**STORED DATA:**

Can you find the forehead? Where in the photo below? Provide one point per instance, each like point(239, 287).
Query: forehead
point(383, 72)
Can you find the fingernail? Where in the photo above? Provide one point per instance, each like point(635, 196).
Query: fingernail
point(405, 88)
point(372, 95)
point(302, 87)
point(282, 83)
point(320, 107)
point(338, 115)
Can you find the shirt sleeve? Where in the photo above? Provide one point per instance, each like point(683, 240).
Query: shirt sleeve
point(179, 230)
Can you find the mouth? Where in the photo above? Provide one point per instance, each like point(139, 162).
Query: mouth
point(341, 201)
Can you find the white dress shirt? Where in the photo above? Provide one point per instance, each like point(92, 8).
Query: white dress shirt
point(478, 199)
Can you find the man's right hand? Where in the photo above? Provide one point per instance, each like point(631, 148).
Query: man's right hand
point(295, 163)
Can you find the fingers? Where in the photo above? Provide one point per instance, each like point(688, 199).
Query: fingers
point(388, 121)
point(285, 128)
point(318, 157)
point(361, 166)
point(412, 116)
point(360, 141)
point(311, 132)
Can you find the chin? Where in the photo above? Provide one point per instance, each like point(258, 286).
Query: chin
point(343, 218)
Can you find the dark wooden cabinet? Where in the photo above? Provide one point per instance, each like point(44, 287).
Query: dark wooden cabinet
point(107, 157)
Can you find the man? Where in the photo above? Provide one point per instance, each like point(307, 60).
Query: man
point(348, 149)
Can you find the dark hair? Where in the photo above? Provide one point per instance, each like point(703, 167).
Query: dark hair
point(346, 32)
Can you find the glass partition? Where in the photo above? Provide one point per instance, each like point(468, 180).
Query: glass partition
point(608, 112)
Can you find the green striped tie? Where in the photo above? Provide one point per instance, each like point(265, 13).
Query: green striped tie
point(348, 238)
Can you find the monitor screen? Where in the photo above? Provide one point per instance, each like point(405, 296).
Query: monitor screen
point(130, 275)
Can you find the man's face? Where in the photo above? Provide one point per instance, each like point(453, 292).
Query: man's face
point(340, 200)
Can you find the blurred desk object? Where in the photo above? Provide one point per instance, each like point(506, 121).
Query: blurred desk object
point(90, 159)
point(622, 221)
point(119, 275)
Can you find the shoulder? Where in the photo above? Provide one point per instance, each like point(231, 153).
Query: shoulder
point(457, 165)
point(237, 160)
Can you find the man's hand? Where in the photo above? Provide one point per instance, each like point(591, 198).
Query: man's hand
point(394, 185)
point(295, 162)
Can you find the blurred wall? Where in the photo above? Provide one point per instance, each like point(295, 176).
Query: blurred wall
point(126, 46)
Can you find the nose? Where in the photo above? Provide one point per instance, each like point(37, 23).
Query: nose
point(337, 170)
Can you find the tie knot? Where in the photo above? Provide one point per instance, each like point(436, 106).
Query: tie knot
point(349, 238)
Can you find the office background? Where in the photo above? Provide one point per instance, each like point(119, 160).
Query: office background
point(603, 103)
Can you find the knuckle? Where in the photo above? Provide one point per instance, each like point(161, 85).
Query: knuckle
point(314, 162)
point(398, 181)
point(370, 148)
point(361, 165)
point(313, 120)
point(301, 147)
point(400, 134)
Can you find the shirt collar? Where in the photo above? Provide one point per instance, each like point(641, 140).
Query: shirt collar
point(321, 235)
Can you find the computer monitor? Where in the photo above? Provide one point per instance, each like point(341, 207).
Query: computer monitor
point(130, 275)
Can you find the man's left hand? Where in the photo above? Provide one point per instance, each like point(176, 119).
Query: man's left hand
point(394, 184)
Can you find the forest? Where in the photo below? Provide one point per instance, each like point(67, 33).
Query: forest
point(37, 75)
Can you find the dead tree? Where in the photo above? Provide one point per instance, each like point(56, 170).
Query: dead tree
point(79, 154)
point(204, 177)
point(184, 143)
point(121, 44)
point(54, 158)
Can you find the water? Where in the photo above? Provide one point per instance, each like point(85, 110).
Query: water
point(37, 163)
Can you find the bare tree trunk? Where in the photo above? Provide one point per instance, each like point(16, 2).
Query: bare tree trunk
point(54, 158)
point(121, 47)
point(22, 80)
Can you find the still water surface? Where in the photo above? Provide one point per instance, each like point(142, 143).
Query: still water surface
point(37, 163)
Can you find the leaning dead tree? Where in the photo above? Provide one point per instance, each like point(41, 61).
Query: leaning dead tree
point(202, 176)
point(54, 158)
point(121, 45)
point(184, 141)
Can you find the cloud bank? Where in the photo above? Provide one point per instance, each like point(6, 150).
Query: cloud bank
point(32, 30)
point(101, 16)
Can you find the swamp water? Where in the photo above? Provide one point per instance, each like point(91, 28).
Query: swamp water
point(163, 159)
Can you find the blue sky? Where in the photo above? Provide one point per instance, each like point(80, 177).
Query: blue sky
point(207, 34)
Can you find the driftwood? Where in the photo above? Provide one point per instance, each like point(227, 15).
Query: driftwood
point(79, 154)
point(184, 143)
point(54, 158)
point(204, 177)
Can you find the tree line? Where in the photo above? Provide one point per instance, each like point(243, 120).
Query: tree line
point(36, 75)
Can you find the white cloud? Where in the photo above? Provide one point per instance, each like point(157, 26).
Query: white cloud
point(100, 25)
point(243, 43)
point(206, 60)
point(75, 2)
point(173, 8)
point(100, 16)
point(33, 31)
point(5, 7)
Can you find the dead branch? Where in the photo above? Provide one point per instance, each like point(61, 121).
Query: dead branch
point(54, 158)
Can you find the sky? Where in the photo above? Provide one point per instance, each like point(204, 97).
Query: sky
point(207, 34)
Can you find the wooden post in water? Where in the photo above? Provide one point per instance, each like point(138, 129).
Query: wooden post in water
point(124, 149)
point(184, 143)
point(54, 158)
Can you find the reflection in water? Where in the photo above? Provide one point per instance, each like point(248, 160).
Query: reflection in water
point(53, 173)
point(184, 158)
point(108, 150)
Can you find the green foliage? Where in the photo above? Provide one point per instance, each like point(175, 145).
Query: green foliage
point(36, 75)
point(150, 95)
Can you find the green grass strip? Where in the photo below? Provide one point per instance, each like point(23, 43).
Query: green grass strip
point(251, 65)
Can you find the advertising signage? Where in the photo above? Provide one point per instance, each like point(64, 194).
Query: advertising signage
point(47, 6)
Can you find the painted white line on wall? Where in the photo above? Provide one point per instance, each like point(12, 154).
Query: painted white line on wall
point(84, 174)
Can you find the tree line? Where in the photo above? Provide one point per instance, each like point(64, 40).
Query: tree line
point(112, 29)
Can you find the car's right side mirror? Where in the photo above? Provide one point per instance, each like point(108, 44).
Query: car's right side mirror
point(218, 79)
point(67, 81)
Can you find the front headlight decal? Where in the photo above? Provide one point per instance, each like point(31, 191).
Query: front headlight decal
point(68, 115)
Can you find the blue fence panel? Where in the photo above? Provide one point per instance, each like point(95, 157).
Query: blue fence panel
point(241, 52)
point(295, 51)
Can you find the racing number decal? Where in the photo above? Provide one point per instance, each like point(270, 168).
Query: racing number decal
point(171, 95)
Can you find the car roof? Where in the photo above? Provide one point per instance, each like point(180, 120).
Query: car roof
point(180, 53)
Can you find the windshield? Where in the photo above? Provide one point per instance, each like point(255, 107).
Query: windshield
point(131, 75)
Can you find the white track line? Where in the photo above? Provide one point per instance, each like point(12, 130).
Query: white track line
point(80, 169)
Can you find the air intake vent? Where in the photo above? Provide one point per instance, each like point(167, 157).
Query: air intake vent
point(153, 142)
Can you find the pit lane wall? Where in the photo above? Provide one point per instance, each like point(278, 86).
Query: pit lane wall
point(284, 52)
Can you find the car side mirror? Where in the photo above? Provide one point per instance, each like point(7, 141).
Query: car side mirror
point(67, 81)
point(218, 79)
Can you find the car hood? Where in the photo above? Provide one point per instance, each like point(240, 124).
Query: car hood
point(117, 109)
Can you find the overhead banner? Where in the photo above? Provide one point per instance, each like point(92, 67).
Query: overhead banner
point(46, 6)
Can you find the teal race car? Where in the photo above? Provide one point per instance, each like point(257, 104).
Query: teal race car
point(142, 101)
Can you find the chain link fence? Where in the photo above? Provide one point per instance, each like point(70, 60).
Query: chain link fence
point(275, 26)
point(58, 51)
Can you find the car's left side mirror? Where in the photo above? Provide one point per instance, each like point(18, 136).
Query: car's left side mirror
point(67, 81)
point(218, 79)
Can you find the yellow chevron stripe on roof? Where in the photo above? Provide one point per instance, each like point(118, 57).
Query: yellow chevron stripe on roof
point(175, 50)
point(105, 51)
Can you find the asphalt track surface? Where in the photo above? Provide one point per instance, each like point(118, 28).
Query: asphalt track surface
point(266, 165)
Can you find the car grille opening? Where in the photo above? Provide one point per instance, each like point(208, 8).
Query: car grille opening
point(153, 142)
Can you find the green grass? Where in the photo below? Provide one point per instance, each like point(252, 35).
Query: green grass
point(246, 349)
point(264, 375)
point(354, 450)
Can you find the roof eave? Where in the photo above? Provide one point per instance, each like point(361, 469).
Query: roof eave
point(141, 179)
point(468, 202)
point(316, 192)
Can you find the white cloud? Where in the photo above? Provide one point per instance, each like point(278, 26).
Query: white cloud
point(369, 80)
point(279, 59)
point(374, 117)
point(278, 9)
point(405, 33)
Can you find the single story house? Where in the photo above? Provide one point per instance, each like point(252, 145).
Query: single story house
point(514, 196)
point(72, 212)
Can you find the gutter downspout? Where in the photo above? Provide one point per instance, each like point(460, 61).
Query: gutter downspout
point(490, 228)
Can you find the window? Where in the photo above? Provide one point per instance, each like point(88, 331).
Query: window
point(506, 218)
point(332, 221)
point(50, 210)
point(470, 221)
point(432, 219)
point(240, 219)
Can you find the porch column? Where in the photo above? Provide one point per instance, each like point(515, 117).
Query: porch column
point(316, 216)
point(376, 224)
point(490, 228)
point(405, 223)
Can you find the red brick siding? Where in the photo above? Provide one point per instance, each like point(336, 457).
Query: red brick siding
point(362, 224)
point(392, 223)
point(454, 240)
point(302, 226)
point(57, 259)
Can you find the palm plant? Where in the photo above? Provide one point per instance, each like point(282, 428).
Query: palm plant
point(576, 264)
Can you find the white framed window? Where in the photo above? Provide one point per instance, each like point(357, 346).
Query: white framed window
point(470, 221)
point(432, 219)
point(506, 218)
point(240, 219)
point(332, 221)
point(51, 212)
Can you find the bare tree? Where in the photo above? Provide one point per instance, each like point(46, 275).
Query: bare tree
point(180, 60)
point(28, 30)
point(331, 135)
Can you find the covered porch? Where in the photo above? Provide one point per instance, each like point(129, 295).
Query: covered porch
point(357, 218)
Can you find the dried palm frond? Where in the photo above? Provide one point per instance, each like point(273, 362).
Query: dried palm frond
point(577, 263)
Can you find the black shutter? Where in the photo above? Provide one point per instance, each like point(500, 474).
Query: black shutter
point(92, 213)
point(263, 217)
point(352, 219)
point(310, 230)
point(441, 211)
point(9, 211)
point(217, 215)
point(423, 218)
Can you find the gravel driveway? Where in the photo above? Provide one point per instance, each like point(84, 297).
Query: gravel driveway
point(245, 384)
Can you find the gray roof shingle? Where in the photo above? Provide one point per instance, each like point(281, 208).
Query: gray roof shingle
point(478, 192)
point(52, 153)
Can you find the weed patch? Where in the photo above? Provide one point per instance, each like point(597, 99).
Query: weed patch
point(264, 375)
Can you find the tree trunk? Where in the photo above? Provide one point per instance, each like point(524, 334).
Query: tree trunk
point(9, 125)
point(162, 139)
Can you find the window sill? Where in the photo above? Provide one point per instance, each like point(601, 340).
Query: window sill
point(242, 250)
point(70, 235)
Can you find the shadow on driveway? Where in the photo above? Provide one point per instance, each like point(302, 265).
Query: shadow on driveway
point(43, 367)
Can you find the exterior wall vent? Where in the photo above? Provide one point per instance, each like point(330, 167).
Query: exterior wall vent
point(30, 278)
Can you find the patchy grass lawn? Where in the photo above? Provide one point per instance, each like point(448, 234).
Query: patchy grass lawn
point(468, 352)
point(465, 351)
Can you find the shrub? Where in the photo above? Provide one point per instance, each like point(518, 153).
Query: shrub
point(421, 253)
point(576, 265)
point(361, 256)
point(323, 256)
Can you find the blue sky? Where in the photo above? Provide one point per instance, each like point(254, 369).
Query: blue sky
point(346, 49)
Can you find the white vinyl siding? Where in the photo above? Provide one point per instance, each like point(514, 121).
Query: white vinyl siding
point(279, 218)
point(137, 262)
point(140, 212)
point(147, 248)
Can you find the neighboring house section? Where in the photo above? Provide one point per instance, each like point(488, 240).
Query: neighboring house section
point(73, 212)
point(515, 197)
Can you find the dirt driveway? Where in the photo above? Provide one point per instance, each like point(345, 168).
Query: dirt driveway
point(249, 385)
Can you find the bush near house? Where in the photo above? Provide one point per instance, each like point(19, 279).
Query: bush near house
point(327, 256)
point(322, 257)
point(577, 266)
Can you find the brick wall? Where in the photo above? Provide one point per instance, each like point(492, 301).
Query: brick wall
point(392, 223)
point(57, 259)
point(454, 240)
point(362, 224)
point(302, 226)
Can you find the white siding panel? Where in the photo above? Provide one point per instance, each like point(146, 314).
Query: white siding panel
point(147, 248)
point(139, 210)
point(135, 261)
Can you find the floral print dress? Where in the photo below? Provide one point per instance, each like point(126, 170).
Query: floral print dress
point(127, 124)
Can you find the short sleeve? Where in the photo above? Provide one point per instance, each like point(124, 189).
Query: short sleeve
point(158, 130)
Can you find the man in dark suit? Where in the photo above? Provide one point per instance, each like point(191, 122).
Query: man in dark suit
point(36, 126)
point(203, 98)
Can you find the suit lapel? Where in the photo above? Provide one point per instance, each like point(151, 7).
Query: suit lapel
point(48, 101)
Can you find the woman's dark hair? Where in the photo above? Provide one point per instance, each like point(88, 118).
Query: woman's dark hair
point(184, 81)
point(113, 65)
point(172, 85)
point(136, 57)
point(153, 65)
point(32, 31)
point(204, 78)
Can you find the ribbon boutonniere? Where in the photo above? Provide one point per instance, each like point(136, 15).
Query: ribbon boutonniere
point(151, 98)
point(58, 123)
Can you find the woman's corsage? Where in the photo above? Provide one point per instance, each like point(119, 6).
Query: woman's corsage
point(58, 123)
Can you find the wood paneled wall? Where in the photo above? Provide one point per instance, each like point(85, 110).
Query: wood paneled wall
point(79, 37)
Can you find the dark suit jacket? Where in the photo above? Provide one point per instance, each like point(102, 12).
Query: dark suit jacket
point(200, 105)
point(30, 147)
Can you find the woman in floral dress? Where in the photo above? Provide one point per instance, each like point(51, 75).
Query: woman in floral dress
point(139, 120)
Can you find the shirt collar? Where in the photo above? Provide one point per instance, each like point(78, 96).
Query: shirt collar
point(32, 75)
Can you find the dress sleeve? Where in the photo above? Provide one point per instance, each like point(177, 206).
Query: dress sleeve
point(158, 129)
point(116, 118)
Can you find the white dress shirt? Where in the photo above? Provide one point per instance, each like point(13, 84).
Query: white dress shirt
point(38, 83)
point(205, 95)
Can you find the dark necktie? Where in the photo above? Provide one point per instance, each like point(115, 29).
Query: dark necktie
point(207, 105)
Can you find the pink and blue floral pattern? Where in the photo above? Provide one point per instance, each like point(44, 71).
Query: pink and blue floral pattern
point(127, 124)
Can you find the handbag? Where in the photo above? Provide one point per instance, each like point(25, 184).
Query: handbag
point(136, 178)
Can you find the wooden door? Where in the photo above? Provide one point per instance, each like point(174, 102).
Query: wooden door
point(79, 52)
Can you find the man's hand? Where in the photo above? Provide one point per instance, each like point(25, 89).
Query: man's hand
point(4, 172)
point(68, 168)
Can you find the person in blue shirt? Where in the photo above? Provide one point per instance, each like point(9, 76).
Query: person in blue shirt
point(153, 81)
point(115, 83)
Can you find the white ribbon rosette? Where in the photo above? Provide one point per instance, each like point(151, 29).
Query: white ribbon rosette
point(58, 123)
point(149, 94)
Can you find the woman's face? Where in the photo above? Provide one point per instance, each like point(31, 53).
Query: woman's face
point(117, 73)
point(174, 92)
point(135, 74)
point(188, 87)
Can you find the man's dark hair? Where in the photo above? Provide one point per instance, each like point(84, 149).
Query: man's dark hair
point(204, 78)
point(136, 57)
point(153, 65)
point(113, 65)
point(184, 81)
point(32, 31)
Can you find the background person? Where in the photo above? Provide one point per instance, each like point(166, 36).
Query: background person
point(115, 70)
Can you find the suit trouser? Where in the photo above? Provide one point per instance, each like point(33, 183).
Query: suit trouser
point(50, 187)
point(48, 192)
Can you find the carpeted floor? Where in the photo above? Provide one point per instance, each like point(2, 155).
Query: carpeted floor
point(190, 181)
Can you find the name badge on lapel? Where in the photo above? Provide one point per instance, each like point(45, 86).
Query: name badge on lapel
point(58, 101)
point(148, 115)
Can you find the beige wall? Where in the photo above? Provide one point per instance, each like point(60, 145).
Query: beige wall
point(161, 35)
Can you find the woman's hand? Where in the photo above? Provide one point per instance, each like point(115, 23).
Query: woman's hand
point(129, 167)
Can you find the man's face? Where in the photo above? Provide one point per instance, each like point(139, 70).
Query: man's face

**WHAT IS ASKED:**
Copy every line of the data from the line containing "Can you find the gray" through the line containing "point(30, 278)", and add 147 to both coordinates on each line that holds only a point. Leave every other line, including the sample points inside the longer lines, unchanged.

**OUTPUT BELOW:**
Can you find the gray roof shingle? Where in the photo above? Provide one point per instance, each like point(281, 208).
Query: gray roof shingle
point(625, 339)
point(199, 300)
Can you find the weed patch? Where in the photo above? Provide one point per instance, each like point(597, 99).
Query: weed patch
point(411, 522)
Can you find the tree trunk? Where in the photo above? Provide one point per instance, each like point(524, 334).
Query: tree trunk
point(156, 272)
point(309, 286)
Can you find the window sill? Where in the photo above? Provide one point per instance, each like point(601, 340).
Query: window sill
point(389, 397)
point(217, 382)
Can you find the shadow on driveway? Where in the photo above? Provide one point per instance, each like point(302, 265).
Query: shadow on driveway
point(190, 514)
Can you find the exterior wall vent? Where in the photo above? Provide one point per instance, each like point(330, 167).
Query: exterior wall vent
point(177, 425)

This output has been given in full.